SUPPLIED PASSAGE

■ ■ ■ ■ ■

학술논문

Multimorbidity prevalence and health outcome prediction: assessing the impact of lookback periods, disease count, and definition criteria in health administrative data at the population-based level.
Document Type
Academic Journal
Author
Simard M; Institut national de santé publique du Québec, 945, Wolfe, 5e étage Québec, Québec, QC, G1V 5B3, Canada. marc.simard@inspq.qc.ca.; Department of social and preventive medicine, Faculty of Medicine, Université Laval, Québec, QC, Canada. marc.simard@inspq.qc.ca.; Centre de recherche du CHU de Québec, Québec, QC, Canada. marc.simard@inspq.qc.ca.; VITAM-Centre de recherche en santé durable, Québec, QC, Canada. marc.simard@inspq.qc.ca.; Rahme E; The Research Institute of the McGill University Health Centre, Montréal, QC, Canada.; Dubé M; Institut national de santé publique du Québec, 945, Wolfe, 5e étage Québec, Québec, QC, G1V 5B3, Canada.; Boiteau V; Institut national de santé publique du Québec, 945, Wolfe, 5e étage Québec, Québec, QC, G1V 5B3, Canada.; Talbot D; Department of social and preventive medicine, Faculty of Medicine, Université Laval, Québec, QC, Canada.; Centre de recherche du CHU de Québec, Québec, QC, Canada.; Sirois C; Institut national de santé publique du Québec, 945, Wolfe, 5e étage Québec, Québec, QC, G1V 5B3, Canada.; Centre de recherche du CHU de Québec, Québec, QC, Canada.; VITAM-Centre de recherche en santé durable, Québec, QC, Canada.; Faculty of Pharmacy, Université Laval, Québec, QC, Canada.

■ ■ ■ ■ ■

GIVEN INFORMATION
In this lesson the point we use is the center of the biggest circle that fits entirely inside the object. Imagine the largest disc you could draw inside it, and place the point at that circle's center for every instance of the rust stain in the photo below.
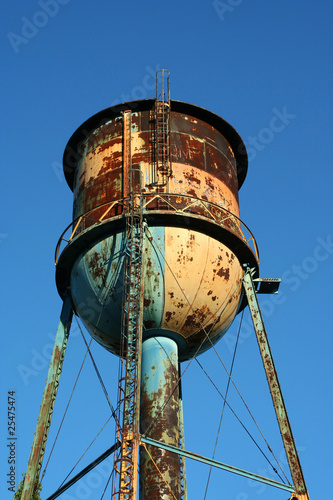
(225, 273)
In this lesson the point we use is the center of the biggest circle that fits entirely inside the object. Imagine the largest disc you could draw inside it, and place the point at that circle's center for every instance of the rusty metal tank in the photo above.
(195, 244)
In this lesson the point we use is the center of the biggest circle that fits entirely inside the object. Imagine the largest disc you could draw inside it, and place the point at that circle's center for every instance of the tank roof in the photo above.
(70, 157)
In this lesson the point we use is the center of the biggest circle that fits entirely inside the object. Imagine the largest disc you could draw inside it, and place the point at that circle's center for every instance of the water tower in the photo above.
(156, 263)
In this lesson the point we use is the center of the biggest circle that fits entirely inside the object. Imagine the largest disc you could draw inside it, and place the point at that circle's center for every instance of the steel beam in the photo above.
(215, 463)
(49, 395)
(83, 472)
(275, 389)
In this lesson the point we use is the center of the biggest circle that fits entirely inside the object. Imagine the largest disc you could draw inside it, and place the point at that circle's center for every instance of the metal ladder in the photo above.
(162, 168)
(127, 434)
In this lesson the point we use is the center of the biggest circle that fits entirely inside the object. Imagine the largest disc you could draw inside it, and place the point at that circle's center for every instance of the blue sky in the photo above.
(249, 62)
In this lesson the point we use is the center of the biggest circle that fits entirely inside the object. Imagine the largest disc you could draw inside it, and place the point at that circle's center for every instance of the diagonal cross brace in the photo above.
(275, 389)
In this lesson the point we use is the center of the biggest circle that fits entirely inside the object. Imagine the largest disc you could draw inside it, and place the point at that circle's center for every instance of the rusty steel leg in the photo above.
(49, 395)
(301, 492)
(160, 477)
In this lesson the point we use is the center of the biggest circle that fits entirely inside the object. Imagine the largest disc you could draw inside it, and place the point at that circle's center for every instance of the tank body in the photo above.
(193, 246)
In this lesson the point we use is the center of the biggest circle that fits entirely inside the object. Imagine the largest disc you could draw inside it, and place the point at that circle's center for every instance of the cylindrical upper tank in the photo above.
(193, 242)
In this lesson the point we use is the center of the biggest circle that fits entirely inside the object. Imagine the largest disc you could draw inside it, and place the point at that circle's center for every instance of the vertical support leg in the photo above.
(159, 469)
(49, 395)
(275, 389)
(182, 443)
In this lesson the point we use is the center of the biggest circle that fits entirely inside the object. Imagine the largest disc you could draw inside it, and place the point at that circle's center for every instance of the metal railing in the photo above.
(180, 204)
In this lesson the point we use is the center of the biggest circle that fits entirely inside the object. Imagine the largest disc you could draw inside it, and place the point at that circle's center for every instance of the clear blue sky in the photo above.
(248, 62)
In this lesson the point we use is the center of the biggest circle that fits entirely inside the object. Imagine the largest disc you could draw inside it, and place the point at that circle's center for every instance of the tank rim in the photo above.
(70, 157)
(90, 236)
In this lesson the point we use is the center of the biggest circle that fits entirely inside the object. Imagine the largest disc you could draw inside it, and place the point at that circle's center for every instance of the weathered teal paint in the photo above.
(49, 395)
(159, 469)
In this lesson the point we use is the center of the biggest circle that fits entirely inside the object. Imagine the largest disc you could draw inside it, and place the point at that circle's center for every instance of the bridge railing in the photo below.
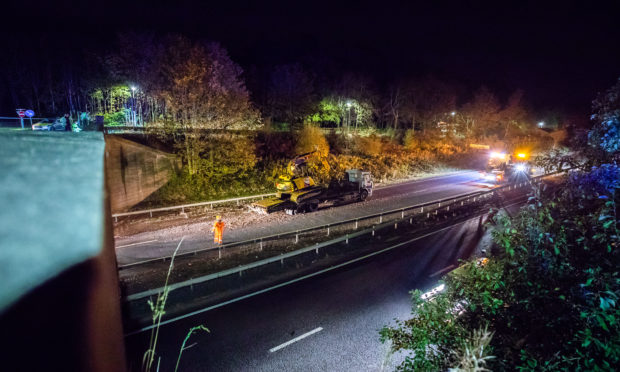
(318, 234)
(314, 251)
(182, 207)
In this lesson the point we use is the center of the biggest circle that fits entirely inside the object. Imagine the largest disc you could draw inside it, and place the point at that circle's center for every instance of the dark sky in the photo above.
(560, 53)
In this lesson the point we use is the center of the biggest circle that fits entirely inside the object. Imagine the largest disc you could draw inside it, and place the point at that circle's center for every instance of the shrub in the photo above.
(551, 298)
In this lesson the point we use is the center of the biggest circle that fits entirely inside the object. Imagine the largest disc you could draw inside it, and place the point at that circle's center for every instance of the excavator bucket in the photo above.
(270, 205)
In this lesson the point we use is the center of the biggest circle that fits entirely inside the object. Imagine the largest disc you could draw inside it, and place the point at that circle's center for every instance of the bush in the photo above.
(551, 298)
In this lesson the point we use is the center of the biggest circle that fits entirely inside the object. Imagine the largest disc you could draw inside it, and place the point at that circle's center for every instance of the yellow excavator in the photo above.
(298, 193)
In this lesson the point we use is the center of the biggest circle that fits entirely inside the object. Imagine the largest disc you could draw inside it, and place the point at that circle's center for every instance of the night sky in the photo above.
(560, 53)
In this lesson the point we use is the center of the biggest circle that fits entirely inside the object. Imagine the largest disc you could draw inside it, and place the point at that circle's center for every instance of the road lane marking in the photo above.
(331, 268)
(130, 245)
(445, 269)
(282, 346)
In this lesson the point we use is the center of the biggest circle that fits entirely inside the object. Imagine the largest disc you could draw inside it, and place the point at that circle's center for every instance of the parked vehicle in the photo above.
(53, 125)
(298, 193)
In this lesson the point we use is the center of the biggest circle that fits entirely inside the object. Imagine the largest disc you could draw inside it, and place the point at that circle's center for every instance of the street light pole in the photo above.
(133, 106)
(349, 118)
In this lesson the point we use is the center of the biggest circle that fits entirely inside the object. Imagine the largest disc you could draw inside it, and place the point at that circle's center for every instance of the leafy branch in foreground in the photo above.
(551, 298)
(191, 331)
(158, 310)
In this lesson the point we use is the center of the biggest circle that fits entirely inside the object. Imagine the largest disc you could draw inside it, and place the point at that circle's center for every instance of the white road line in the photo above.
(447, 268)
(129, 245)
(274, 349)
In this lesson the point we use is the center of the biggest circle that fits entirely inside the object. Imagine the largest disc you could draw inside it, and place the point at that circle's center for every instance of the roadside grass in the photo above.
(158, 311)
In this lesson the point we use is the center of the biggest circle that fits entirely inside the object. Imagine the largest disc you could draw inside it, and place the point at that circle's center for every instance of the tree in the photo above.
(291, 94)
(551, 296)
(481, 116)
(605, 133)
(426, 102)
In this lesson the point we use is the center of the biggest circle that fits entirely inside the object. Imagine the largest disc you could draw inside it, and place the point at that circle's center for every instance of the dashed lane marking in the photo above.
(282, 346)
(130, 245)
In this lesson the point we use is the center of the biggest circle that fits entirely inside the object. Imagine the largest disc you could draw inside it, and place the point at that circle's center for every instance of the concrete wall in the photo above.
(135, 171)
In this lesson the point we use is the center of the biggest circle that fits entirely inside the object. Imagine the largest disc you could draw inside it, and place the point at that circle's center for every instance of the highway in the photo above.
(154, 244)
(326, 323)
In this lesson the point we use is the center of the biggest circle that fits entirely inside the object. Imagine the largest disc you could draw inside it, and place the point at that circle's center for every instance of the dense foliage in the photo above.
(551, 299)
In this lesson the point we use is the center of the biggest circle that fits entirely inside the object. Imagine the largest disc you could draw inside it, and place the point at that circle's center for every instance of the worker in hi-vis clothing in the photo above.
(218, 230)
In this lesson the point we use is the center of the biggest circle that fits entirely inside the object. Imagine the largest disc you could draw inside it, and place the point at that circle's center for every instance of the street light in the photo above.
(133, 106)
(349, 119)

■ ■ ■ ■ ■

REQUIRED TASKS
A: In the article record, what affiliation is listed for Rahme E?
B: List every author named in the article record.

RESULTS BY TASK
A: The Research Institute of the McGill University Health Centre, Montréal, QC, Canada.

B:
Simard M
Rahme E
Dubé M
Boiteau V
Talbot D
Sirois C